* START *

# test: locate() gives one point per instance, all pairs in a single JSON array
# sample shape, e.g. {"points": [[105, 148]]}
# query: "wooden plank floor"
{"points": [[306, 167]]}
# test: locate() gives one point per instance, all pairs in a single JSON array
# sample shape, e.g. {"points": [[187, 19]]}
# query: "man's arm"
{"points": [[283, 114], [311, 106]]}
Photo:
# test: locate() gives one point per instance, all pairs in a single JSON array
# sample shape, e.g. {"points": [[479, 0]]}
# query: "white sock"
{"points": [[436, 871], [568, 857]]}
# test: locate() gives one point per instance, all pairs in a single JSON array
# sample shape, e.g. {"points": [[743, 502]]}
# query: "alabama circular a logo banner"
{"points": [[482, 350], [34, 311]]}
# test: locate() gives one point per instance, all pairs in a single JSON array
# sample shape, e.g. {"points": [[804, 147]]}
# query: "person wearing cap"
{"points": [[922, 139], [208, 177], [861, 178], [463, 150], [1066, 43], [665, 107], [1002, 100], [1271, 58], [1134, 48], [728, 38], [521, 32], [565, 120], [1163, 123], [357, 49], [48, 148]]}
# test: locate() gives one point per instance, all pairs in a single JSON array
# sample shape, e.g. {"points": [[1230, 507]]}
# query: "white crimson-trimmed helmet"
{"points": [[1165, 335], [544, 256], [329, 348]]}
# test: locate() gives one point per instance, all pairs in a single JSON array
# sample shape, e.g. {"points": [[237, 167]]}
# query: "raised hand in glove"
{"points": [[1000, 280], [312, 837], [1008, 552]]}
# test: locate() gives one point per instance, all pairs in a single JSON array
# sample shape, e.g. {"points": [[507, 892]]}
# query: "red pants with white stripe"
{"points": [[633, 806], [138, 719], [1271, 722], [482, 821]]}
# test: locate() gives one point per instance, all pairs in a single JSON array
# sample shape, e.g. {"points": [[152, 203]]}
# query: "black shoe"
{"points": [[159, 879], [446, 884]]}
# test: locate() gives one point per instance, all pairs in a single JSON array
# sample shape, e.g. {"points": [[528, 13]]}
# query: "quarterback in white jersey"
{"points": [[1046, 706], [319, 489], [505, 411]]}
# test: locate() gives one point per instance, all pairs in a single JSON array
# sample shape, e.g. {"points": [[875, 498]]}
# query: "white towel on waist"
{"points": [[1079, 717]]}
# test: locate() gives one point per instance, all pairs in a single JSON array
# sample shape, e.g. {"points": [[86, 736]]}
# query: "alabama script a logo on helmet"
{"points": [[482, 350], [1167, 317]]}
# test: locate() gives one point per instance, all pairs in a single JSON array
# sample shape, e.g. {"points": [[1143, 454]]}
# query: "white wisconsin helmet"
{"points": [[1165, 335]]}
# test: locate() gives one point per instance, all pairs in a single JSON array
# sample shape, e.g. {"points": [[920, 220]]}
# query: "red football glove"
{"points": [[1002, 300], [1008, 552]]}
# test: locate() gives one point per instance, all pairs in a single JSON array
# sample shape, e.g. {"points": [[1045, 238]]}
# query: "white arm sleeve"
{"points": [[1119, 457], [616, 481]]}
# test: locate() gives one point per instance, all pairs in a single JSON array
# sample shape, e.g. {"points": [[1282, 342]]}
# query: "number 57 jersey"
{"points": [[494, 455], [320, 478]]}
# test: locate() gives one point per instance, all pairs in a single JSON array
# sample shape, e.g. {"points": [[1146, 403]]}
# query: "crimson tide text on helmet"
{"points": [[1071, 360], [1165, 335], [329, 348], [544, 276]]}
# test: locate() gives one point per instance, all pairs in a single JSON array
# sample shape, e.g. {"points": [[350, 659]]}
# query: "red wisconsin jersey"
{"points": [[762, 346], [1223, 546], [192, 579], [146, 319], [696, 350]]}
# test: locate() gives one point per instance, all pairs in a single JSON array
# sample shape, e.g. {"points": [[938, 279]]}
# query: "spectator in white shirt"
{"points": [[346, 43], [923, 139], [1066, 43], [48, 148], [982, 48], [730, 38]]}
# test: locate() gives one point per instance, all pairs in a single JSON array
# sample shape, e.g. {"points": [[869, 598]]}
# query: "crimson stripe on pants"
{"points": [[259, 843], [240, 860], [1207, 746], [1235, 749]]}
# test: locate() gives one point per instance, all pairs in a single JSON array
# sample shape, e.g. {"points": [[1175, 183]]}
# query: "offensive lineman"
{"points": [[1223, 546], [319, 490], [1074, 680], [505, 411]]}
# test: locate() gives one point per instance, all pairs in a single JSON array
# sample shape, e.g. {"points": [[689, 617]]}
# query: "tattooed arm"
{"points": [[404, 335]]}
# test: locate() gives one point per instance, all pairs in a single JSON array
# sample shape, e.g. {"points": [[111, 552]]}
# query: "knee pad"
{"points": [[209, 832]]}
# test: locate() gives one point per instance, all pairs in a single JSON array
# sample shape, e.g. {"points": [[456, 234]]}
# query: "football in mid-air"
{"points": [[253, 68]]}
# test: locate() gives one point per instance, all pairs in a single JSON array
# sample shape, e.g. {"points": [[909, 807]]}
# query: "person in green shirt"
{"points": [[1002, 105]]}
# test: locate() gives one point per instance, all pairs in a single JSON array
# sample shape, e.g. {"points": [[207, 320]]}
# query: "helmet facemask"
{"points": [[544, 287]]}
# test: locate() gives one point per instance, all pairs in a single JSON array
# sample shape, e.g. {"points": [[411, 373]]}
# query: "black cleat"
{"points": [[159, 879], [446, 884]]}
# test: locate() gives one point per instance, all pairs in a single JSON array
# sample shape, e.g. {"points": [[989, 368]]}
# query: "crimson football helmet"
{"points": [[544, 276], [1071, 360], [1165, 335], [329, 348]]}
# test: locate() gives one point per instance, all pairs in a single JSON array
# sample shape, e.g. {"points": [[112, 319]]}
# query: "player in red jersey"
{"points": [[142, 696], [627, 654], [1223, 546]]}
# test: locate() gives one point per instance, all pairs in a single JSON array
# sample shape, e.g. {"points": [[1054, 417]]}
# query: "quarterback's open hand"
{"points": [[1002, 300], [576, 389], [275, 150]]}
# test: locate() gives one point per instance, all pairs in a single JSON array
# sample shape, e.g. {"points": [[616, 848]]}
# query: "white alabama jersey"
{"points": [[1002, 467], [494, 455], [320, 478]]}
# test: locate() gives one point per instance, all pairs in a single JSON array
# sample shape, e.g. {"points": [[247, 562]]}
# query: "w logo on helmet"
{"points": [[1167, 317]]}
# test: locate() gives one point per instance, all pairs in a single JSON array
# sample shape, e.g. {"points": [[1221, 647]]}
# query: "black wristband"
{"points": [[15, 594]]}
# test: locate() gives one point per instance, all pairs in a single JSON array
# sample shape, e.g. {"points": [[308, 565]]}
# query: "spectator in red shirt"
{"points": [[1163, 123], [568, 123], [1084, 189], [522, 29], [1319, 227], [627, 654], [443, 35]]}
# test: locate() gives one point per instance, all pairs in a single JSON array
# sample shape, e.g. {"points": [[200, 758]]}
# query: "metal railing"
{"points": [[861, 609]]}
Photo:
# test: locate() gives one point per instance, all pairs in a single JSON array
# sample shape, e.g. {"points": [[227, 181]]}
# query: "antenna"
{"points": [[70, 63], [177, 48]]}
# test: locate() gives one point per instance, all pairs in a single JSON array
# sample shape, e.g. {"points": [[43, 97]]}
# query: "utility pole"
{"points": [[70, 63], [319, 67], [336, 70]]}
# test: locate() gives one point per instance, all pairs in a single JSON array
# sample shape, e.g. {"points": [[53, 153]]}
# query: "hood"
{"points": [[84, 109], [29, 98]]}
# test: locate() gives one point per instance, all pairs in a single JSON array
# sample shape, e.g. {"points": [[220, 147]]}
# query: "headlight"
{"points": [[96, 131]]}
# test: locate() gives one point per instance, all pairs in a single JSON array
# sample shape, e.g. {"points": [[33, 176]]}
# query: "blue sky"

* END *

* _Brief_: Copy out each line of the material above that contains the word "pants".

* _Completed exercise_:
# query: "red pants with white stripe"
# query: "crimson stripe on pants"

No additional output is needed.